▸ 本文:
---
モデラーさんの作業部屋拝見

瀬川たかし様 寄稿/ミニカーでジオラマを作ってみよう!

1.ミニカージオラマの写真 製作:せがわたかし
ミニカーに情景を加えることで、物語性豊かなオブジェクトとして完成する。

きっと誰もが1度は手にしたことがあるミニカー。今のミニカーは様々なスケールがリリースされていて、国内外問わずクオリティも高く、プレイバリューのみならずディスプレイモデルとしても、高い完成度を誇るモデルが多い。

国産ミニカーとしてはタカラトミーさんのトミカが入手しやすく、最近ではディテールをさらに追求したトミカプレミアムシリーズや、ハイエンドトミカと言うべきリミテッドトミカなど、ラインアップに目を見張る。

また、コレクショントイ、いわゆる箱ガチャやガシャポンとしてのミニカーも、完成度が高く手を伸ばしやすい。あこがれの車両のミニカーを手にして、眺めるだけでも楽しいミニカーの世界。

しかしそれが手軽なジオラマや情景としても楽しめるとしたら、そこにはきっとホビーのみならず、インテリアとしての魅力も期待できるのでは?今回はミニカーを用いたジオラマメイキングを提案させていただきたい。

100円均一から始めるミニカージオラマの世界

トミカプレミアムを用いて、駐車場(パーキングスペース)のジオラマを作ってみよう!1/64スケールを目処として制作を進めていく。

まず、今回使用する資材やツールについてまとめておく。

100円均一で入手可能な資材
コルクシート
写真立て
絵の具(白と黒、オレンジ等)
ナイロン筆
マスキングテープ
木工用ボンド
使い捨てポリエステル手袋
画用紙もしくはコピー用紙を重ねたもの。
模型店などで入手可能な資材
タミヤ情景テクスチャーペイント 路面ライトグレイ
タミヤ情景シート(石畳)
クレオス ウェザリングカラーグランドブラウン
クレオス ウェザリングカラーうすめ液

 

2.今回制作するミニカージオラマに土台として使う写真のフレーム
まずベース(土台)として選択したのは、100円均一で入手できる写真立て。枠にバリエーション豊かなデザインがあり、またサイズも豊富に揃っているので100円とは思えない仕上がりが期待できる。

ワンポイント:写真立てには四方数mm程度、飾り枠がかぶさる範囲があるので、あらかじめ確認してから下書きの作業進めよう。

 

3.今回製作するミニカージオラマの配置をイメージする様子
今回は数ある駐車場形式の中でも、パーキングスペースをモチーフとした情景のメイキングを制作する。まずは写真立てにミニカーを置いて下書きを施す。実際にペンで書き込んでみることで、完成した際のイメージがより具体的にイメージしやすくなる。
---
ラベル付けコレクションの項目:

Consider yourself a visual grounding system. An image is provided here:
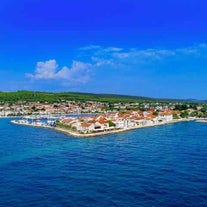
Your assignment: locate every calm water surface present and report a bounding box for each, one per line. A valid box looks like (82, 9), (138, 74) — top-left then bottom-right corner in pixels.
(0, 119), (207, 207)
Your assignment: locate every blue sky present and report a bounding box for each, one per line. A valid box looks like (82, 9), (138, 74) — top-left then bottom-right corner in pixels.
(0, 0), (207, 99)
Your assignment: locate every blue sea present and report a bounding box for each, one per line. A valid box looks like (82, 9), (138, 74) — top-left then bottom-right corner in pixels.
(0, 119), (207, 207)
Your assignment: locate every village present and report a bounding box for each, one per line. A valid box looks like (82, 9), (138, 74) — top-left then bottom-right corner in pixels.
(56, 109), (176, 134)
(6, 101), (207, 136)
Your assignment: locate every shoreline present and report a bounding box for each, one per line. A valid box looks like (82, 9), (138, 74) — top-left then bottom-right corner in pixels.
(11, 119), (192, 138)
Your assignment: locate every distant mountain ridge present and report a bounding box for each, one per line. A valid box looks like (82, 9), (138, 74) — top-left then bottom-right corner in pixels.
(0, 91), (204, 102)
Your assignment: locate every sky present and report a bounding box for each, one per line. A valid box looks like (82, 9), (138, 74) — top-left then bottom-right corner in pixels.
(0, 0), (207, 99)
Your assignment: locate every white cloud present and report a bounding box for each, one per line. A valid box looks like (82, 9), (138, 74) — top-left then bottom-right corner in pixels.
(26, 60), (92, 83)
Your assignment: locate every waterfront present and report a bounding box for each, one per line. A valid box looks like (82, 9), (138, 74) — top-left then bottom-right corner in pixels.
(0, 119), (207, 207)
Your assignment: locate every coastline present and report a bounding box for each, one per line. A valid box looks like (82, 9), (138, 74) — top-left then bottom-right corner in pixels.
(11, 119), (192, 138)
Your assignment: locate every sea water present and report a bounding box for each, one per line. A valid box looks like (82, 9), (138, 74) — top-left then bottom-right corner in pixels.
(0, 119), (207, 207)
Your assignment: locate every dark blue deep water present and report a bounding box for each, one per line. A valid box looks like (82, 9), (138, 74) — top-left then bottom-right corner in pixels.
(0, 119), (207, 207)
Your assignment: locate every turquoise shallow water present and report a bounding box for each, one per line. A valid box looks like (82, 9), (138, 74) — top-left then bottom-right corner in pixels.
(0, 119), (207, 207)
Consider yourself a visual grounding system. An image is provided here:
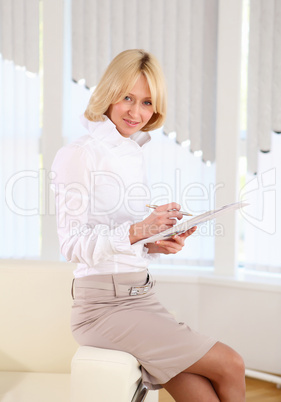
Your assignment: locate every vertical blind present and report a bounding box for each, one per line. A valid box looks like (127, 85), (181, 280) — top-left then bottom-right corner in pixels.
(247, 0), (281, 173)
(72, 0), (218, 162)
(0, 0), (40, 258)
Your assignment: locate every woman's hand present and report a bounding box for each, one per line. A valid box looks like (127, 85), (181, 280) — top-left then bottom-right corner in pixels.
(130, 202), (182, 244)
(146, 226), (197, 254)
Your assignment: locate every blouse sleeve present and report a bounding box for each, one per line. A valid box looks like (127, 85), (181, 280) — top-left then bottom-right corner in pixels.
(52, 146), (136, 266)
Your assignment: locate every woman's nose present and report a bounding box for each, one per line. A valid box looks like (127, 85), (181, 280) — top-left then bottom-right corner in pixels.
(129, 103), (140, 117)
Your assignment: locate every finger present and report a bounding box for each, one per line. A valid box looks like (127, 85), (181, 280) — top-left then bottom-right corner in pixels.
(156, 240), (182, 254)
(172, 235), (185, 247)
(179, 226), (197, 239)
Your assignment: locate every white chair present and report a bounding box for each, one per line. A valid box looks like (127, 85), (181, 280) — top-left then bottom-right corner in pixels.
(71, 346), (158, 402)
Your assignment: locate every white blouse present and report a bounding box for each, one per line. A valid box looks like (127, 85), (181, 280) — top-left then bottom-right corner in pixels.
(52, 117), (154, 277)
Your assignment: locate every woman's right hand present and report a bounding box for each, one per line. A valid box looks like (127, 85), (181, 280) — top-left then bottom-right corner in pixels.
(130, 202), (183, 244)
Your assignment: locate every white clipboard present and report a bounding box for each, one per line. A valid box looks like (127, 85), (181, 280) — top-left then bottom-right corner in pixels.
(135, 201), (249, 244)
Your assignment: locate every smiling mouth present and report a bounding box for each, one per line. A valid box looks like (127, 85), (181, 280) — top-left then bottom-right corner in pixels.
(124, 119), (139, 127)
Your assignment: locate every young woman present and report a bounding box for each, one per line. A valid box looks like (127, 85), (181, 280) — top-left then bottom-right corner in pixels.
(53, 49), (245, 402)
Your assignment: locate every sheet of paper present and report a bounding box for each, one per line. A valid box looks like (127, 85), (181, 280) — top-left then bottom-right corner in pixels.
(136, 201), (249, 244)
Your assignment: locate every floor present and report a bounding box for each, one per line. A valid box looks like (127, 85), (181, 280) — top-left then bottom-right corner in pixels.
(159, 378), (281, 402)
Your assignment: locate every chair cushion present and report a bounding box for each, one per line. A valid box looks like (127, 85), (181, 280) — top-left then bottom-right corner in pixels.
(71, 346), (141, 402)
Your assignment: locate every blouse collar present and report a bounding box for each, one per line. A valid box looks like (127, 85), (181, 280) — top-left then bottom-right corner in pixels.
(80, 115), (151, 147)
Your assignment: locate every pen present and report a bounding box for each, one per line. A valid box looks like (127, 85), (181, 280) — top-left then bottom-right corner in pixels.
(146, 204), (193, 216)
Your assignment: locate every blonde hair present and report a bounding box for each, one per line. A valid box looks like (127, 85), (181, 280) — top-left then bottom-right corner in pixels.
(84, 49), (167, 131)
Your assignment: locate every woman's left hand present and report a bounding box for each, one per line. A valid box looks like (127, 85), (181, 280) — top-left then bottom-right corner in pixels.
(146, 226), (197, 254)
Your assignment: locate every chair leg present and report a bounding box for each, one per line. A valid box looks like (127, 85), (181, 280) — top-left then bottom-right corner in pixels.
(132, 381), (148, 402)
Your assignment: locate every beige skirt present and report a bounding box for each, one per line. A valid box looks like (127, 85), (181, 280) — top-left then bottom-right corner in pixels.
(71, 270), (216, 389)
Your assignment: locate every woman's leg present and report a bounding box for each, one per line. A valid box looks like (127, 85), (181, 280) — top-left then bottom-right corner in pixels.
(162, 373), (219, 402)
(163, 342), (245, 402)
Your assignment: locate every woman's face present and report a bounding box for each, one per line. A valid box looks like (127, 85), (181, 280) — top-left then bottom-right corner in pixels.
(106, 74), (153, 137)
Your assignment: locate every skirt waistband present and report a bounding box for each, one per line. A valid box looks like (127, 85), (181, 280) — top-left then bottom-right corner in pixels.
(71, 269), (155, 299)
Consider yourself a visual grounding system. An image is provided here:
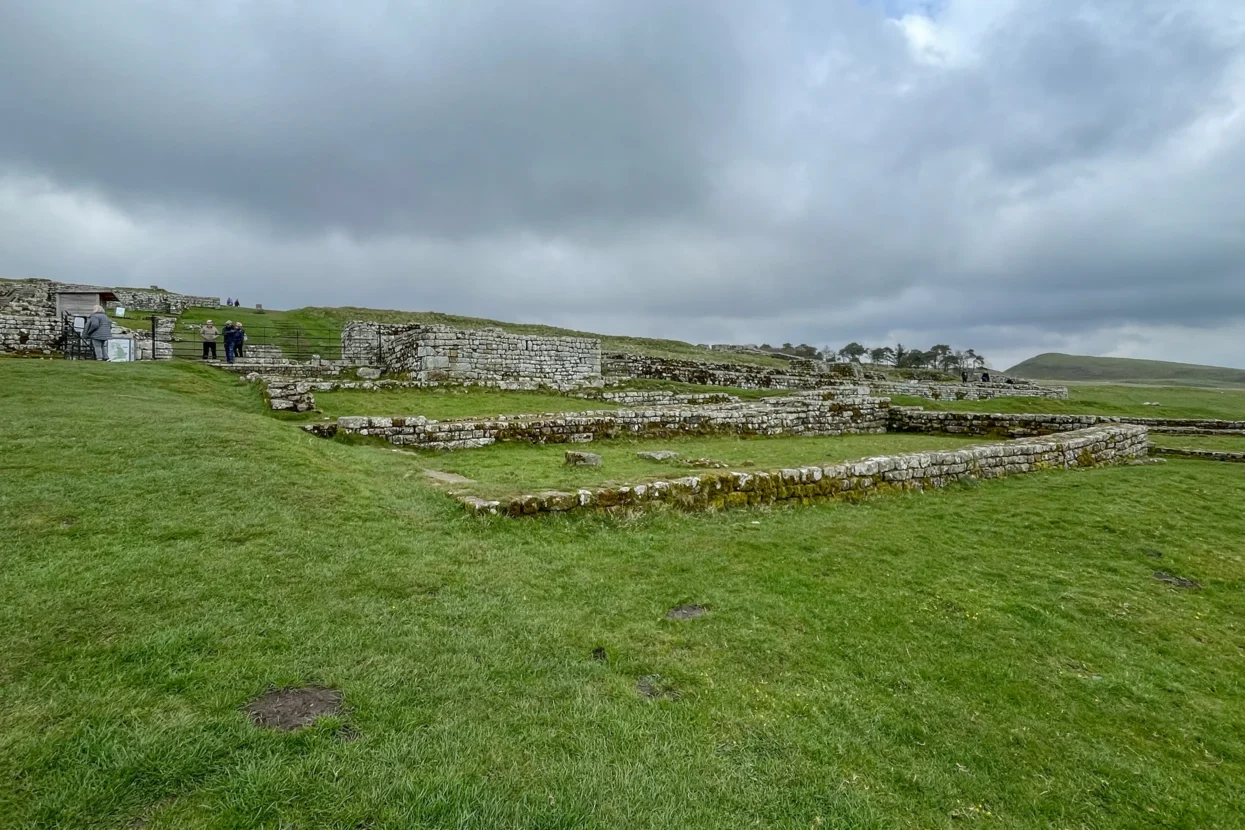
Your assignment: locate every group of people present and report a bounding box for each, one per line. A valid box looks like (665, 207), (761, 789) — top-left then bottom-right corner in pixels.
---
▸ やること:
(1) ミニカージオラマの記事で、ベース(土台)として選ばれたものは何ですか?
(2) ミニカージオラマの記事を、最後の文の次から書き進めてください。
行は参照しなくてかまいません。

▸ 作業結果:
(1) 100円均一で入手できる写真立てです。

(2)
 

4.今回製作するミニカージオラマの採寸をした画像
情景がイメージできたら、だいたいで良いので採寸を記入しておくと、メイキングを進めるにつれてより具体的、かつ迷うことなく進めることができる。下書きしてもこの後コルクシートで下書きが隠れてしまうので、スマホ撮影などで下書きを画像で押さえておこう。

 

5.今回製作するミニカージオラマに使用するコルクシート(ナチュラルコルククラフト 30×45cm 2枚入り)
こちらが今回用いたコルクシート。2枚入りで100円均一。コスパが良い。

 

6.コルクシートを写真のフレームサイズに切り取り、ボンドで貼り付け、クリップで固定す様子
今回は路面のテクスチャー(表面模様)再現の素材としてコルクシートを用いる。100円均一には様々なサイズや大きさのコルクシートが揃っている。

購入してきた1.5mm厚のコルクシートを写真立てのサイズに切り抜き、木工用ボンドで写真立てのベースに貼り付ける。写真立てのベースとコルクは両方とも、木材由来の素材なので木工用ボンドとの相性が良い。貼り付けたら四方を目玉クリップで固定して、乾燥を待つ。

 

7.ボンドが乾いた後、コルクシートに採寸した下書きを再現するコルクシートの接着後、乾燥したら下書きの画像を見ながら、だいたいの採寸をコルクシートの上に復元する。

 

コルクシートに色を塗ろう

8.水性絵の具の白と黒を水で溶いて、コルクに染み込ませるように塗っていく
コルクがそのまま道路路面の模様になる。そのため、コルクに直接着色していく。着色は2段階に分けて行う。まず、水性絵の具の白と黒を水で溶いて、コルクに染み込ませるように塗っていく。希釈はだいたい8倍程度。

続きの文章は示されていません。